- _What is being asked_: Reproduce the data below with "Target" switched to "Label" wherever it occurs, keeping everything else the same. Leave the pictures out of your answer.

****

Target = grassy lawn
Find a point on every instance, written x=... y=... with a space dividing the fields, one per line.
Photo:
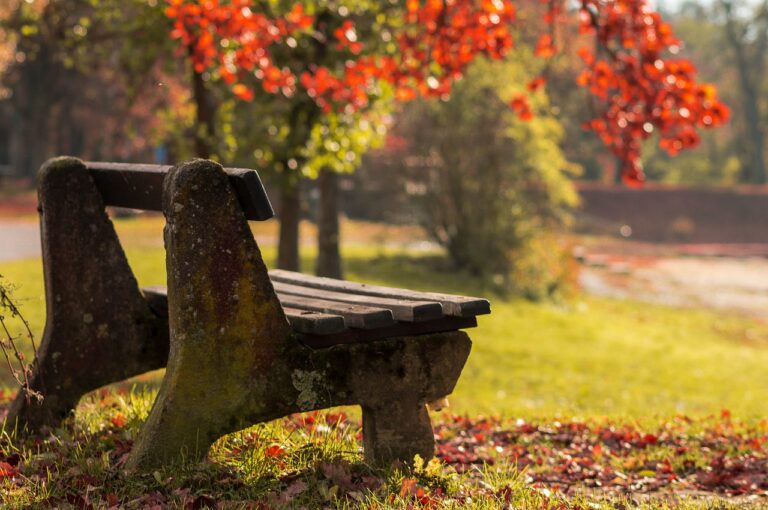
x=605 y=375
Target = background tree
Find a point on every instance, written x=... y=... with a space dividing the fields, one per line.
x=84 y=80
x=746 y=33
x=340 y=56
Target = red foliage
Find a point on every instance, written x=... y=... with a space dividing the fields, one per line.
x=641 y=89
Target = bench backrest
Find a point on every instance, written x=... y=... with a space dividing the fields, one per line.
x=141 y=187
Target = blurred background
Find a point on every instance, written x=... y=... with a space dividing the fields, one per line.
x=607 y=299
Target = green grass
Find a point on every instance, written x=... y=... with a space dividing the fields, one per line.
x=585 y=357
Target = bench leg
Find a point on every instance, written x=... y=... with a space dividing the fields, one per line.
x=227 y=327
x=397 y=430
x=99 y=329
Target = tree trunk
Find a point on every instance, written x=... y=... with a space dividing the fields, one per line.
x=290 y=216
x=328 y=256
x=750 y=64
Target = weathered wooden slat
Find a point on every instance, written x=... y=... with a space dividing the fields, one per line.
x=402 y=310
x=458 y=306
x=141 y=187
x=302 y=321
x=355 y=316
x=352 y=336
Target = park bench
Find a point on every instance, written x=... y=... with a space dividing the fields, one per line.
x=241 y=345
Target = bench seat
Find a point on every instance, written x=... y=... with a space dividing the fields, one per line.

****

- _Complete answer_:
Label = grassy lawn
Find a point on every instance, written x=... y=... with a space dividing the fields, one per line.
Photo:
x=605 y=375
Label = background tree
Find a point on every instance, written x=... y=... with a space dividing the fields, one per line.
x=84 y=80
x=746 y=33
x=340 y=56
Label = red foliage
Find a point on every instance, written x=... y=... with a space dividing the fields, one per line.
x=641 y=89
Label = bench backrest
Find a point on every instance, written x=... y=... with a space dividing the fields, one per line.
x=141 y=187
Label = blurred background
Find a point on every instance, written x=... y=... with a space dividing the fields, one per line.
x=607 y=299
Label = green grass
Find a point on every instance, written x=... y=... with a space dividing the fields, one per line.
x=585 y=357
Label = bench leg
Find a point on every instance, written x=... y=... with a space dividing the fields, one per line.
x=227 y=327
x=397 y=430
x=99 y=329
Label = tree trunk
Find a point on every instance, written x=... y=... with a space dividing the fields, one per line.
x=290 y=216
x=328 y=256
x=750 y=64
Label = weathered wooden slat
Find a point on every instance, written x=... y=... with a space dividing the fields, one per line.
x=402 y=310
x=458 y=306
x=141 y=187
x=302 y=321
x=355 y=316
x=352 y=336
Label = park bench
Find a point on every instance, written x=... y=... with a space dividing the fields, one per line.
x=241 y=345
Label = bench seat
Find a point on every instance, written x=... y=... with a space dividing the fields, one per line.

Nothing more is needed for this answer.